● **Records to process**
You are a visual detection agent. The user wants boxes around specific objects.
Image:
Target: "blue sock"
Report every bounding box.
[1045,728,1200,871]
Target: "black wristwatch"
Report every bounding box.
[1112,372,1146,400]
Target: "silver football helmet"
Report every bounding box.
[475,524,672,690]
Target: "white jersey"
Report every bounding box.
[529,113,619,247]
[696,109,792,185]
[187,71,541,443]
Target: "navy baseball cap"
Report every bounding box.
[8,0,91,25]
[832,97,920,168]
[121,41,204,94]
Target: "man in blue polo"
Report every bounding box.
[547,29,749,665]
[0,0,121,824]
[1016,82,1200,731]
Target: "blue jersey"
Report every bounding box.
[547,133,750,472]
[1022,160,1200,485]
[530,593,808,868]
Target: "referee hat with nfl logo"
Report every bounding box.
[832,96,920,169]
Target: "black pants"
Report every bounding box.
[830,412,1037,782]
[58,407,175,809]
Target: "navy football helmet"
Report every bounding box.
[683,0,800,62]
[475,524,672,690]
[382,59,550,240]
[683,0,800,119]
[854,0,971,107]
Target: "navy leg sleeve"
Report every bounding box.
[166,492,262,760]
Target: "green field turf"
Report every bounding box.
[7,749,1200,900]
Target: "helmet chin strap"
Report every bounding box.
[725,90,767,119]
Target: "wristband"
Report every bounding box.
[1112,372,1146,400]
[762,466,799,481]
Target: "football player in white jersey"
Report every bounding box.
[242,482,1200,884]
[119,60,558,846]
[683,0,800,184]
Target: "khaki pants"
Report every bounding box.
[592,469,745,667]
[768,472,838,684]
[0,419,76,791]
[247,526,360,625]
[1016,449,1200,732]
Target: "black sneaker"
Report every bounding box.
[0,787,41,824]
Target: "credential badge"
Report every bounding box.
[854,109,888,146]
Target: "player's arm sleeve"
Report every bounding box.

● **Prompt**
Reproduce the records from their start through the line containing "[725,90,767,119]", swapping "Target" for "Object" and leaving everything else unchanged.

● **Answer in full**
You are a visual detection agent. The user wants boxes around specific objects.
Image:
Object: "blue sock"
Report every bounding box.
[1045,728,1200,871]
Object: "black wristwatch"
Report every bounding box.
[1112,372,1146,400]
Object: "silver football helmet"
Report every bounding box.
[475,524,672,690]
Object: "white jersey"
Report every bounding box.
[529,113,619,247]
[696,109,792,185]
[187,71,541,443]
Object: "navy baseball cap"
Report every bounding box.
[8,0,91,25]
[832,97,920,168]
[121,41,204,94]
Object: "man in blue polo"
Report every bounding box.
[547,29,749,665]
[0,0,121,824]
[1016,82,1200,731]
Object: "blue jersey"
Report every bounding box.
[547,133,750,472]
[1022,160,1200,485]
[530,593,808,868]
Object: "referee hat with nfl logo"
Report every bounding box.
[832,96,920,169]
Object: "black pants"
Report every bounding box.
[830,412,1037,782]
[58,407,175,809]
Object: "navy football helmet"
Report every bounding box.
[683,0,800,62]
[475,524,672,690]
[382,59,550,240]
[683,0,800,119]
[854,0,971,107]
Object: "navy leg sleeve"
Report every bounding box.
[166,492,262,760]
Object: "green field turf"
Report every bounding box.
[7,749,1200,900]
Object: "helmet chin strap"
Report every bounding box.
[725,90,767,119]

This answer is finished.